— begin —
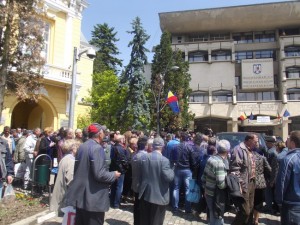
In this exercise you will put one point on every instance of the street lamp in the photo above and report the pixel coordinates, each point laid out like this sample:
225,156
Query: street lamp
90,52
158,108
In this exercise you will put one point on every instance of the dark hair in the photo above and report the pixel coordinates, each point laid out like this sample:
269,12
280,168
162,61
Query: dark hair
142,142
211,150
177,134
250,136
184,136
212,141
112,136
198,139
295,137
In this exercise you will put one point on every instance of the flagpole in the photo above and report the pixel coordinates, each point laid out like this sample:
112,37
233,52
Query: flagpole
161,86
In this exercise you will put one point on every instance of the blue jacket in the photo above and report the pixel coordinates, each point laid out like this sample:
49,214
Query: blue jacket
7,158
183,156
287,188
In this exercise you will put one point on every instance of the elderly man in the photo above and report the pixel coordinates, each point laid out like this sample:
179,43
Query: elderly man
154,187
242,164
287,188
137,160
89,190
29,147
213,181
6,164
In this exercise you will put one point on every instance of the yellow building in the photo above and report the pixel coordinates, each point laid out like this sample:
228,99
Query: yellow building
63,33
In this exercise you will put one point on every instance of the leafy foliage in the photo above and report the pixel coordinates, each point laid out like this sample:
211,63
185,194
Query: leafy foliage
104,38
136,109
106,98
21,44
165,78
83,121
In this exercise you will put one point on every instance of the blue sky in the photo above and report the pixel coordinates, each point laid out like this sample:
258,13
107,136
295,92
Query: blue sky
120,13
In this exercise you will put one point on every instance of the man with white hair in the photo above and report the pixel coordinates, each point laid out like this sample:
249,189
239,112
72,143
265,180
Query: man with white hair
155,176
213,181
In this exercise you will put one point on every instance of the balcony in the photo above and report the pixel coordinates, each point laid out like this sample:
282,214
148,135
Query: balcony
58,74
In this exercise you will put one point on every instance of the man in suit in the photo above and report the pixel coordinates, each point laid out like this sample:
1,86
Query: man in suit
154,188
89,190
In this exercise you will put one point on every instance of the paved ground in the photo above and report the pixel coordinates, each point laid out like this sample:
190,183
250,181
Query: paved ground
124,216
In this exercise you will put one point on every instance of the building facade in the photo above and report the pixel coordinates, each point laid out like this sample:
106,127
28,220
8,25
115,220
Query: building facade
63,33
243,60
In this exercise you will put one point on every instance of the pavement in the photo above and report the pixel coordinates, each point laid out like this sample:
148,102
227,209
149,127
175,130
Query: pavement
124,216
— end —
TASK DETAILS. Output all of the material above word for word, leaving out the picture.

OUTPUT FOR THIS EXERCISE.
In this exercise you will put one point on every instance of the street lamp in the photo above and report the pixel coordinates, each point laid out like this sample:
225,156
Query: street lamp
90,52
158,108
In this exercise you will put one point on every instance of the dark hair in the photo above and report the pixel coordinates, each point laid out like this sample:
269,12
280,168
162,61
Query: dark hair
142,142
211,150
177,134
250,136
184,136
212,141
112,136
198,139
295,137
In this exercise you will put one point on every instance of the flagpole in the photo above and report the pixel coordinates, each point laid out like this sample:
112,37
233,52
Query: flagpole
161,86
In this exercise you will put one point on every instance of the blue jacket in the photo above and report the pixel coordinates, each point laid out like this sample:
49,214
Query: blue jacket
7,158
183,156
287,188
In this exercise you will put one point on every instance of the elderly man in the photo above and report the pixel coordinates, each point laid out like this sample:
179,43
Query: elderly man
154,187
242,164
287,188
137,160
89,190
29,147
213,181
6,164
In this exercise you will put one point on every instance of the yellow building in the photo above and report the pixel coordinates, each point laid out like this sample:
228,99
Query: yellow building
63,33
In this exercise you will put one point on every instance of the leafy foliage in the photo above and report the pixel coordinates, each point laid out like this sample:
211,63
185,194
Query: leafy foliage
104,38
136,109
106,98
21,44
165,78
83,121
In this exercise you will put one point on every instance of the blue sky in the photo above and report the pixel coordinates, each point laid out like this sample:
258,13
107,136
295,92
Query: blue sky
120,13
In this exercise you will put one point on every instance of the man with white hair in the photo above and report the pixel coordinates, each point laid out like this sample:
249,189
239,112
72,143
265,180
Query: man with white hair
155,176
213,181
In this exercise you will put one point on every instance of the balcony in the photo above and report the pixel coordinates, each point laid out like this sample:
282,214
148,135
Query: balcony
58,74
In this exercise you will put one point on every instance of the man in suit in the photo above and report the pixel coordinates, each point laid out like this sample:
1,86
Query: man in suit
154,188
89,190
In this exercise you will put one point on every instance of the paved ground in the photo above and report the pixel coordinates, each point laid out like this sample:
190,183
250,181
Query: paved ground
124,216
In this exercise you will put one point on every instance of the building facade in the photo above and report the pixel coordinates, each point laid out like this sample:
106,127
28,220
8,25
115,220
Query: building facade
63,33
243,60
In this exercise you will put one point on every instance of the pavement in the photo above and report the pixel coordinates, each point laid out like this sample:
148,102
227,209
149,127
175,130
Query: pavement
124,216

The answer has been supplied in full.